Task to carry out
With no addition or omission, return the entries below.

Dataset entries
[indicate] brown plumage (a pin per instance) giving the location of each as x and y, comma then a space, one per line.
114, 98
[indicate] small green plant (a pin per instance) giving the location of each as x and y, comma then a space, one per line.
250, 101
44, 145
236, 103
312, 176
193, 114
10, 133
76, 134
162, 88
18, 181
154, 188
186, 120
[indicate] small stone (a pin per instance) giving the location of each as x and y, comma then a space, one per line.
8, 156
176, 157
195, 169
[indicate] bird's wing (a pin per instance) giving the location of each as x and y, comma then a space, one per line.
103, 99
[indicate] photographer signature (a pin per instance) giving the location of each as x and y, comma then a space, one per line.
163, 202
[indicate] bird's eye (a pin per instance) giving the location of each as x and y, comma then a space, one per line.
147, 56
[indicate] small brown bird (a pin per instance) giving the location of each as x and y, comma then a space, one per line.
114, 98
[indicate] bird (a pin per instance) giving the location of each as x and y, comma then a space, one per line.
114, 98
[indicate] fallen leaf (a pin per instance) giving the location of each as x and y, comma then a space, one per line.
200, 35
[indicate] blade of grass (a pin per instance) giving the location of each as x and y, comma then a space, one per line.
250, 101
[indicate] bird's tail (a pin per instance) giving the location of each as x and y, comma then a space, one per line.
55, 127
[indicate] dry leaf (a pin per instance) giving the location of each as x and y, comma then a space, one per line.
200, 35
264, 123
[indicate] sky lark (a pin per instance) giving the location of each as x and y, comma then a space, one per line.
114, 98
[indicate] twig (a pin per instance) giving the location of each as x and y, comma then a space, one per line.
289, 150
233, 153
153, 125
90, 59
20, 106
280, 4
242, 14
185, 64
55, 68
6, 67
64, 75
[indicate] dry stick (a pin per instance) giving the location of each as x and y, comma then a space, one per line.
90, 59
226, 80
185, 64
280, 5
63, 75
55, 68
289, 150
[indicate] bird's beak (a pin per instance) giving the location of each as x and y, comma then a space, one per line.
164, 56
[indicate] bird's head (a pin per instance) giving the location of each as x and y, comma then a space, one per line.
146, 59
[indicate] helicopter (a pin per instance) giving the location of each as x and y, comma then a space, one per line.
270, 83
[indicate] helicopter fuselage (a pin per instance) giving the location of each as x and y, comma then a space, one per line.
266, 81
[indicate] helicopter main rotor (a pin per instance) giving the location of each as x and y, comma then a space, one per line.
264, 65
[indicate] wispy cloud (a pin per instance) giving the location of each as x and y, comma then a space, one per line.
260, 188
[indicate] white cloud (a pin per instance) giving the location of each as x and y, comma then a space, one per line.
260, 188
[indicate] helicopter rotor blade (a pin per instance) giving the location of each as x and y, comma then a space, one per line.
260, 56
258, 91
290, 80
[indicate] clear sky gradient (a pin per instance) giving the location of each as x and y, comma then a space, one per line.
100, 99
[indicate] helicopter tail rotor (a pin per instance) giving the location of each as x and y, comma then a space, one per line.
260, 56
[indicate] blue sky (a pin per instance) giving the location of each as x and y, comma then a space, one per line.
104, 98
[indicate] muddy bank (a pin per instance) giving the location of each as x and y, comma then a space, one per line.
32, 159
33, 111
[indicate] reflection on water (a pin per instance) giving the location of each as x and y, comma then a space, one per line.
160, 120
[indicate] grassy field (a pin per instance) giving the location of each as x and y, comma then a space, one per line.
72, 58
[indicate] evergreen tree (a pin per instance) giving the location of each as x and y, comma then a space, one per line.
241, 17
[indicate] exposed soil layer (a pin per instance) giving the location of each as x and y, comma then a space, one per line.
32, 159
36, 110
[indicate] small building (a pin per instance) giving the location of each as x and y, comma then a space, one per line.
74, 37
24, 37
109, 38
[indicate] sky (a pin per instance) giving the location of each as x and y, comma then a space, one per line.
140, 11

Result of the task
[indicate] brown plumage (a pin per instance) giving the location of each as x and y, comma then a space, one per line.
114, 98
[indicate] small green plant (a pin per instance) giving the location of each as x and y, comma then a space, one per line.
250, 101
44, 145
236, 103
312, 176
193, 114
10, 133
76, 134
162, 88
18, 181
154, 188
186, 120
[indicate] small stone (a pin per instance) giving the location of each as x and y, comma then a space, one per line.
8, 156
176, 157
195, 169
[indicate] bird's wing (a pin per instance) giving the location of each as x and y, comma then a space, one per line.
103, 99
[indicate] photographer signature (a pin per instance) giving the location of each as x and y, comma then a space, one per line.
163, 202
[indicate] bird's eye (a pin per instance) giving the location of each as x and y, comma then a space, one per line.
147, 56
[indicate] small brown bird (a pin per instance) giving the location of each as x and y, comma then a space, one per line.
114, 98
[indicate] bird (a pin per instance) giving the location of each as x and y, comma then a space, one per line.
114, 98
[indicate] fallen leaf (a pin per instance) giving the location of each as x and y, comma then a space, one per line.
200, 35
[indicate] blade of grass (a pin per instance) giving the location of each as x and y, comma then a space, one per line.
250, 101
[indicate] bird's tail (a pin per instance) giving the location of each as x and y, comma then a space, one per line.
55, 127
[indicate] dry leaf (a pin per instance) giving the location of each as x and y, comma then a space, one per line.
200, 35
264, 123
[indicate] sky lark (a pin per instance) giving the location of each as x and y, comma then a space, one per line.
114, 98
[indicate] twig (a pin per instance) giving the location of each as x and y, comma then a space, one per line.
289, 150
233, 153
153, 125
90, 59
20, 106
280, 4
242, 14
185, 64
55, 68
6, 67
64, 75
[indicate] dry stick (a pin per instance) giving the location of each as x and y, comma then a space, one per line.
90, 59
226, 80
185, 64
280, 5
63, 75
55, 68
289, 150
[indicate] bird's beak (a pin per instance) giving the location of each as x and y, comma then a space, one per line.
164, 56
[indicate] bird's head (a pin per instance) giving the location of each as x and y, comma then a space, one per line.
146, 59
[indicate] helicopter (a pin per instance) giving the location of each as x and y, comma then a space, one per line.
270, 83
[indicate] helicopter fuselage (a pin per instance) giving the location of each as x and y, comma then a space, one per line.
266, 81
[indicate] helicopter main rotor (a pin per instance) giving the location of each as x and y, comma then a space, one per line.
264, 65
[indicate] wispy cloud (a pin per instance) giving the location of each as x and y, comma then a space, one per line.
260, 188
[indicate] white cloud (a pin per instance) giving the location of each as x and y, comma then a space, one per line.
260, 188
[indicate] helicopter rotor blade (a pin per instance) giving the location of each as x and y, comma then a space, one per line.
260, 56
258, 91
290, 80
[indicate] clear sky gradient (a pin per instance) giving the location of each as x and y, comma then a space, one per line.
100, 99
[indicate] helicopter tail rotor (a pin per instance) giving the location of each as x and y, comma then a space, one per line.
260, 56
[indicate] blue sky (a pin per instance) giving the location of each as x and y, comma then a space, one per line.
104, 98
[indicate] muddy bank (a pin per instance) giving the location of each as x and y, comma then a space, one per line.
32, 159
33, 111
[indicate] reflection on water (a pin per instance) giving the location of each as x and y, comma then a space, one per line.
160, 120
[indicate] grassy field (a pin per instance) giving the location of each as x and y, comma then a space, one per line.
72, 58
[indicate] evergreen tree (a pin per instance) giving the location of each as x and y, comma then a space, one per line.
241, 17
[indicate] exposed soil layer (a pin per instance) giving the location of each as x and y, comma then a space, one per line.
32, 159
36, 110
[indicate] small building (a pin per instance) giving the location of each as x and y, comma then a space, one per line.
74, 37
24, 37
109, 38
[indicate] sky (a pin per instance) giving the location of each as x and y, comma then a space, one per line.
140, 11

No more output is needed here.